## WHAT TO WORK ON
Retype the lines of the material below exactly, from the line containing "Help me find the mascara" through the line containing "[490,260,546,347]", including both of those lines.
* start MATERIAL FOR THE TASK *
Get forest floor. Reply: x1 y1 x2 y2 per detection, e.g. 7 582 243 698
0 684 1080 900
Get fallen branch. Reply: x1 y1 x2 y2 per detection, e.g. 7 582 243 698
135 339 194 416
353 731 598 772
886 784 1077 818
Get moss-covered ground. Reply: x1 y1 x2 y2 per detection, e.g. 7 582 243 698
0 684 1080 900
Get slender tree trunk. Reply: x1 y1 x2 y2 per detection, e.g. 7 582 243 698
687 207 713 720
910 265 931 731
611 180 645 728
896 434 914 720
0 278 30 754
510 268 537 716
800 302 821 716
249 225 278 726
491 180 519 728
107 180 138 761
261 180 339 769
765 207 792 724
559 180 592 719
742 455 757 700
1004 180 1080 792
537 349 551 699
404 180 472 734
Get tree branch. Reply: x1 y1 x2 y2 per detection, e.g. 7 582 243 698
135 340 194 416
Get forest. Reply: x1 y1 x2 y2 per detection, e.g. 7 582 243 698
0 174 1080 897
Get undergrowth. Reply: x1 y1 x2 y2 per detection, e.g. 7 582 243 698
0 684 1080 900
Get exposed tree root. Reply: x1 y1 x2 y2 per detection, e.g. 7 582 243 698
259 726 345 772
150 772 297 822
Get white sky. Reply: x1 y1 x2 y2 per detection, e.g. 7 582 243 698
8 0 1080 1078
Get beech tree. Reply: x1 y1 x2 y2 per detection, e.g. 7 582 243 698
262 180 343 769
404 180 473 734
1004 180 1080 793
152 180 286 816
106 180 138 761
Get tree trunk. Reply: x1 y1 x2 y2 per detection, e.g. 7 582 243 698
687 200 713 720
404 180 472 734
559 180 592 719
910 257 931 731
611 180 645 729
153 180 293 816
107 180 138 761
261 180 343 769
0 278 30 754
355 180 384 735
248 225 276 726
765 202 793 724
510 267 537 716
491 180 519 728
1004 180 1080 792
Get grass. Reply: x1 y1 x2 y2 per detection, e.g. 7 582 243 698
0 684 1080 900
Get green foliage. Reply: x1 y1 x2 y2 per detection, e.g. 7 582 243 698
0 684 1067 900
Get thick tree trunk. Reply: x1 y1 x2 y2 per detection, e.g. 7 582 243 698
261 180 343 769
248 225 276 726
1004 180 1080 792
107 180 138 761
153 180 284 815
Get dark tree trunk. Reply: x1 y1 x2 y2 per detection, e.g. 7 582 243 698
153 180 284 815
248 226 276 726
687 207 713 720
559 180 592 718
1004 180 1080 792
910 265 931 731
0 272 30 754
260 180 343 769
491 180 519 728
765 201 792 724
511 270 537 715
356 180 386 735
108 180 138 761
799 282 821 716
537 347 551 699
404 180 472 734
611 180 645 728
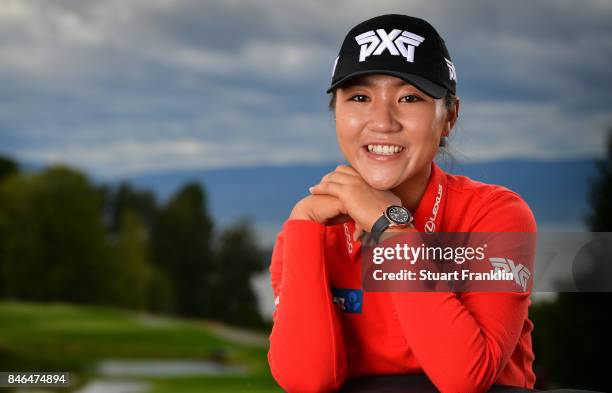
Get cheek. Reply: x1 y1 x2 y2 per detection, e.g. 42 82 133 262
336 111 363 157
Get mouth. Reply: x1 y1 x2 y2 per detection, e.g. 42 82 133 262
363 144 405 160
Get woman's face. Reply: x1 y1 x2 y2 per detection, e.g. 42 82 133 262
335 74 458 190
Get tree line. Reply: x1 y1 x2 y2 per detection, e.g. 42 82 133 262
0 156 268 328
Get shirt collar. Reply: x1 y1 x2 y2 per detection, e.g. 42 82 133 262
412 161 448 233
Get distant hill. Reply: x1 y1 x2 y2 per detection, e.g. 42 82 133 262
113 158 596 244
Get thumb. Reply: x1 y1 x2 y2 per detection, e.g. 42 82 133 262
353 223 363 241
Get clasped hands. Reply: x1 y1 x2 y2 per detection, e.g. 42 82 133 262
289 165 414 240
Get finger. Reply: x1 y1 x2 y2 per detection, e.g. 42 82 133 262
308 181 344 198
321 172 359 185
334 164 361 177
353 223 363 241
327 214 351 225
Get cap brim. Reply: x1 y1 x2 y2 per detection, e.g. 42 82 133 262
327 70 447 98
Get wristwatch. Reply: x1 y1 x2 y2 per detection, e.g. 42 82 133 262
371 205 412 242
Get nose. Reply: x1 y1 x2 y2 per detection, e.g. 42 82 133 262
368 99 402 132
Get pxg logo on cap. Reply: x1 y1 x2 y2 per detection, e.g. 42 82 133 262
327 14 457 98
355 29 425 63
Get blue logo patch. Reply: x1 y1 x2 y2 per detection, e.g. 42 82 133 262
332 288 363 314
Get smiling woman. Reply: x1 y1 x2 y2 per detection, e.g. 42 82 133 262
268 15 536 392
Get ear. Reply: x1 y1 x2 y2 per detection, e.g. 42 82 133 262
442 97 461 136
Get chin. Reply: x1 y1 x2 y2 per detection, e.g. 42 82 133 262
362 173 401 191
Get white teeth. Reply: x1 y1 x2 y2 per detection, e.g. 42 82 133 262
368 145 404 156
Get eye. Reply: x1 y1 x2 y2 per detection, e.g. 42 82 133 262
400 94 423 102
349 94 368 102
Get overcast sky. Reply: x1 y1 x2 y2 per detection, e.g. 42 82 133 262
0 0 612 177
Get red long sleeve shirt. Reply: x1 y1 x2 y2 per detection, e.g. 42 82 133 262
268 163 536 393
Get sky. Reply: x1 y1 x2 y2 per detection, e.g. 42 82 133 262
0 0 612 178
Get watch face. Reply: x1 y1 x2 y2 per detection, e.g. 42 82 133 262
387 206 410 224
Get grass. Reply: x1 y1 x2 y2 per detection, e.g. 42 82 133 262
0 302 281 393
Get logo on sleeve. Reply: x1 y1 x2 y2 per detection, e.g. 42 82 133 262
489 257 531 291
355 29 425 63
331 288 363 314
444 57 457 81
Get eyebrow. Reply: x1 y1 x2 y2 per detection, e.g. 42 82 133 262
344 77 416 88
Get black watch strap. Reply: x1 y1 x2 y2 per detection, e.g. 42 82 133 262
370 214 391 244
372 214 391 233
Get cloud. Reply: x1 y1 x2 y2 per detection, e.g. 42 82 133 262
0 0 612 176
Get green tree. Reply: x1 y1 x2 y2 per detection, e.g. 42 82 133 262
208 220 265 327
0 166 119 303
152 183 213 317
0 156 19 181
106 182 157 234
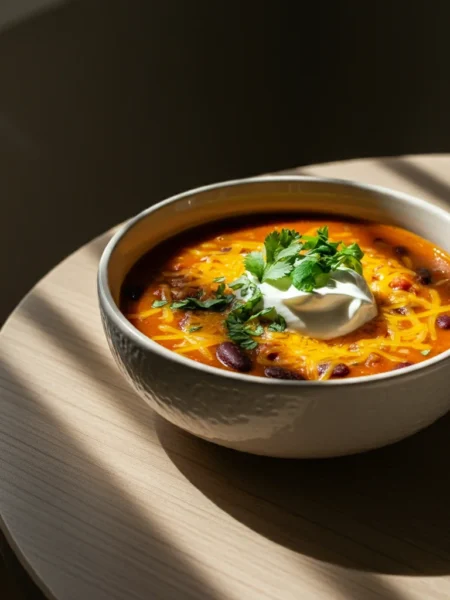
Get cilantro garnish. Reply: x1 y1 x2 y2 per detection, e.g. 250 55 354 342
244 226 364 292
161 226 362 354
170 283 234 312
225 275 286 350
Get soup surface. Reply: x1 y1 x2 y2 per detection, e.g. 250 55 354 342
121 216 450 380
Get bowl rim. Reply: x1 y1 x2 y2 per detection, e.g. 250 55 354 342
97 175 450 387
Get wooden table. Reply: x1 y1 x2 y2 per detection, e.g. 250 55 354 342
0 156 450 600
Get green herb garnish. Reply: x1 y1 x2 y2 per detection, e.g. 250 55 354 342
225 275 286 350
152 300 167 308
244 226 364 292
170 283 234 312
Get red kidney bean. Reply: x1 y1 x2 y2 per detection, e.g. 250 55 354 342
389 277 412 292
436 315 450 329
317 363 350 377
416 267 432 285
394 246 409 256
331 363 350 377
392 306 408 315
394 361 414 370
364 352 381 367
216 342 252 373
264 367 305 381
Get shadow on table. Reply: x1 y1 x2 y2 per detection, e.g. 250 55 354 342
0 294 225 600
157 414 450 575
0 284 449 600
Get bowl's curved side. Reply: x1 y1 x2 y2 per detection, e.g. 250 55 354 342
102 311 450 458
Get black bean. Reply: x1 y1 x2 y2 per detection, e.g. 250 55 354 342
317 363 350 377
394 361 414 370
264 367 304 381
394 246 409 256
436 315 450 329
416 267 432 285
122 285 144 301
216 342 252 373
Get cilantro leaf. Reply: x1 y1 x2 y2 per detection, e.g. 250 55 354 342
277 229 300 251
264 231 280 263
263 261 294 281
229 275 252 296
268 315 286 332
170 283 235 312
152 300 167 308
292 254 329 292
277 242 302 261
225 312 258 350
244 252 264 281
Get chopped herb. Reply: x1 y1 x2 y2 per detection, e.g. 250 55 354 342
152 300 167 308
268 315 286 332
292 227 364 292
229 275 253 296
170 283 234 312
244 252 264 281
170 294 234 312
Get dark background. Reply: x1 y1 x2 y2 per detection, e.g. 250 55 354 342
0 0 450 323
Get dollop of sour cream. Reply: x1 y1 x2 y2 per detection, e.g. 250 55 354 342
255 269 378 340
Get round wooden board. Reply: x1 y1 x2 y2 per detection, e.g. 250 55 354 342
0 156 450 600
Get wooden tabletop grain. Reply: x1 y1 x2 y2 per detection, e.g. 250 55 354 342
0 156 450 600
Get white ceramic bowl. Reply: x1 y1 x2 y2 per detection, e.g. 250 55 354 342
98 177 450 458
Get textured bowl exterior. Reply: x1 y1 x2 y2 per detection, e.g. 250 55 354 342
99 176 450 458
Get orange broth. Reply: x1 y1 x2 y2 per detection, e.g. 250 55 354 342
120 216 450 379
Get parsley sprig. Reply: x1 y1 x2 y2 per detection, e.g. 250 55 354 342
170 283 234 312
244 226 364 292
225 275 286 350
* end MATERIAL FOR THE TASK *
* start MATERIAL FOR THE TASK *
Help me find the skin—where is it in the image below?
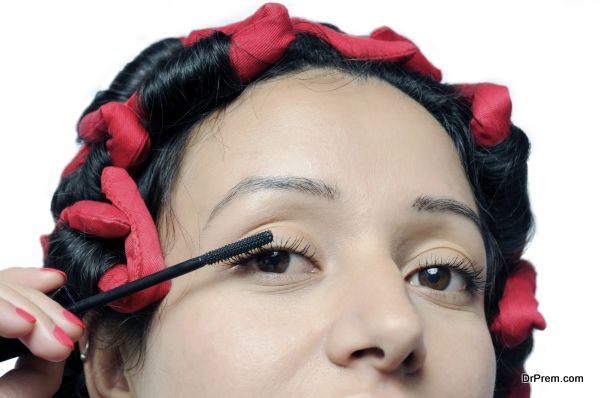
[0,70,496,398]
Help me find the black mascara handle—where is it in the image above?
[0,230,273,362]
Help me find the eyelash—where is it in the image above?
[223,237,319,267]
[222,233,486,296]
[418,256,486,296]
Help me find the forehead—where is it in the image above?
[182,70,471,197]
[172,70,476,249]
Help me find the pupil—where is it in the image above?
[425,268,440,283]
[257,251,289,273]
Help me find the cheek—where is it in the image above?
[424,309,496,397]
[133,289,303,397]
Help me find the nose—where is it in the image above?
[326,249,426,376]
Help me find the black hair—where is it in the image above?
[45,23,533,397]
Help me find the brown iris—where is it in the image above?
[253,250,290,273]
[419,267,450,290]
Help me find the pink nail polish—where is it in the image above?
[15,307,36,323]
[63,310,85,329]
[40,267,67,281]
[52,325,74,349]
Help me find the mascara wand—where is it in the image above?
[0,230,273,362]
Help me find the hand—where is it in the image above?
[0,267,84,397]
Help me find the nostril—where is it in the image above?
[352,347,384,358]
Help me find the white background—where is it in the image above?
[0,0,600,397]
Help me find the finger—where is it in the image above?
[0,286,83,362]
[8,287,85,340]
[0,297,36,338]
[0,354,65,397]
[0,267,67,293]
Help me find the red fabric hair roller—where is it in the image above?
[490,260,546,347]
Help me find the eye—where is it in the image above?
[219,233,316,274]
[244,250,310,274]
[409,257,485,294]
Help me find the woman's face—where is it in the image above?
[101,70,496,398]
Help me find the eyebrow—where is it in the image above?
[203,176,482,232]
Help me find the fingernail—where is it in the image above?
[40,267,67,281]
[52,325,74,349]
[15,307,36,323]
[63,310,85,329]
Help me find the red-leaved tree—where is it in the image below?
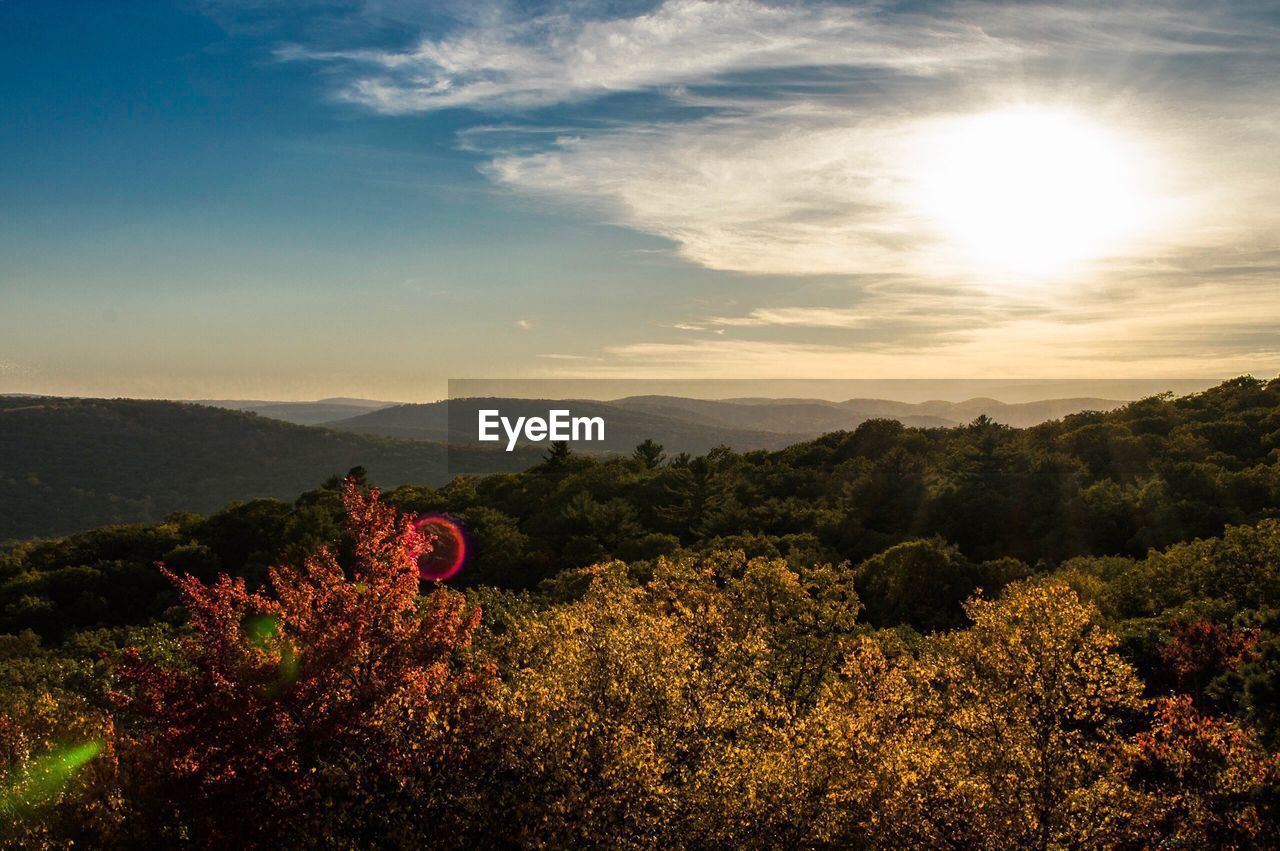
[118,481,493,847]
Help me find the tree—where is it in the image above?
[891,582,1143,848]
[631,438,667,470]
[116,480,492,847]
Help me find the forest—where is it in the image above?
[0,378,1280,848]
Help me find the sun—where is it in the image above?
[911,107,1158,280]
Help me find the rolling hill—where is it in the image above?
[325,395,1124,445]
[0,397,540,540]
* end MATERIAL FOR THE TASK *
## SOLUTION
Help me find the mascara wand—where is it in the image above?
[0,230,273,362]
Help me find the hand—where is it in the image above?
[0,267,84,397]
Help me find the nostril—where is it in the image above?
[352,347,384,358]
Help me find the white background—where is it in the image above?
[0,0,600,397]
Help me find the finger—where is it in the image above?
[0,286,83,362]
[8,287,85,340]
[0,297,36,338]
[0,354,65,397]
[0,267,67,293]
Help me find the red fabric hair roller—where is it in the image above?
[490,260,546,347]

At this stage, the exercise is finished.